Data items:
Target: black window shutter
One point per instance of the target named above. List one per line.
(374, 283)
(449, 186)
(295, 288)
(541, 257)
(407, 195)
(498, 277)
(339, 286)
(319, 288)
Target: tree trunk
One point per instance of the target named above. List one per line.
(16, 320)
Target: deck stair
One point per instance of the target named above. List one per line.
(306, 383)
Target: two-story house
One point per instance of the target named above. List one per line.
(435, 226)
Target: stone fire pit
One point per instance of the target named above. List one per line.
* * *
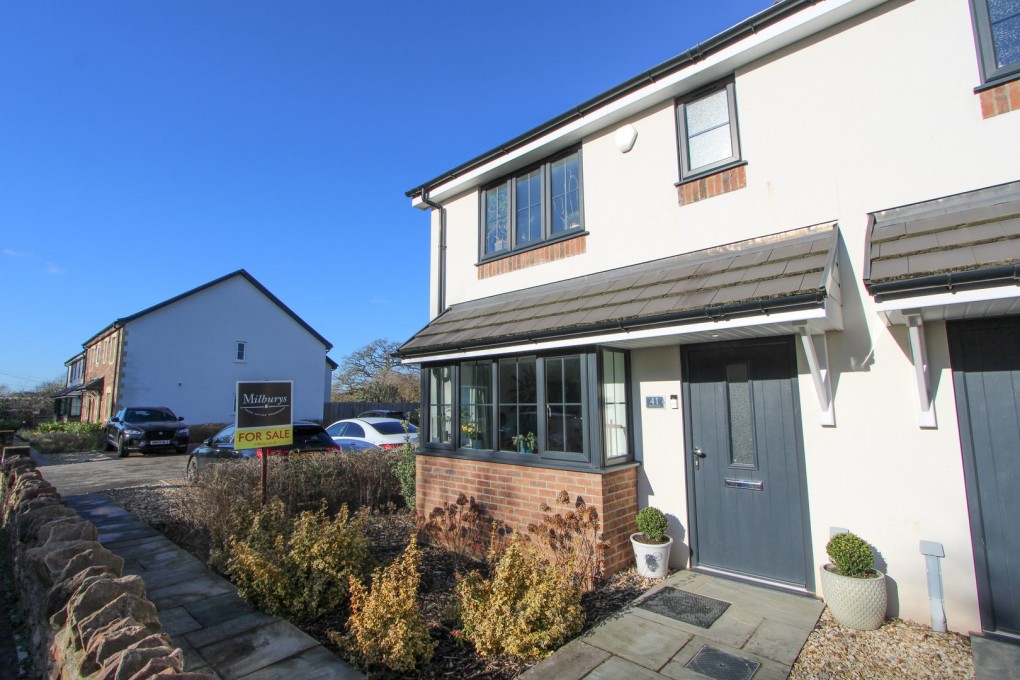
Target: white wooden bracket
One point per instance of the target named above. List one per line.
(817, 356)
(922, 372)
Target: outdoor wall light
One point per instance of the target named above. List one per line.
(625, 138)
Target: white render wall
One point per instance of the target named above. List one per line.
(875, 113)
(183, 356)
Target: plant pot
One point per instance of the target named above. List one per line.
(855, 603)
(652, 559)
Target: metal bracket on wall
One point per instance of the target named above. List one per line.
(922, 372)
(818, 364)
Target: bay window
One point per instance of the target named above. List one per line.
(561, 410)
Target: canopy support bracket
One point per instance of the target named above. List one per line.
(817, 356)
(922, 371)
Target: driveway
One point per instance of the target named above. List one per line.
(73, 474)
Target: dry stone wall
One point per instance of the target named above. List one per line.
--
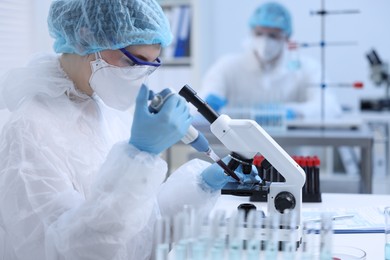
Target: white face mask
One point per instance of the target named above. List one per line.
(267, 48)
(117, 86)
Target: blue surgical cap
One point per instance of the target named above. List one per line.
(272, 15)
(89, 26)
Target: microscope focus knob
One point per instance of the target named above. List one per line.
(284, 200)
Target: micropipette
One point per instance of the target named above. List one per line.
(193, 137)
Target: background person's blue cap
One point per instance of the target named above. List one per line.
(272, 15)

→ **Exercise description**
Extract every line of the entries above that contains the word "blue", treating uppercase and lowercase letters as distinct.

→ **Reply**
Target: blue surgical cap
Target: background person's blue cap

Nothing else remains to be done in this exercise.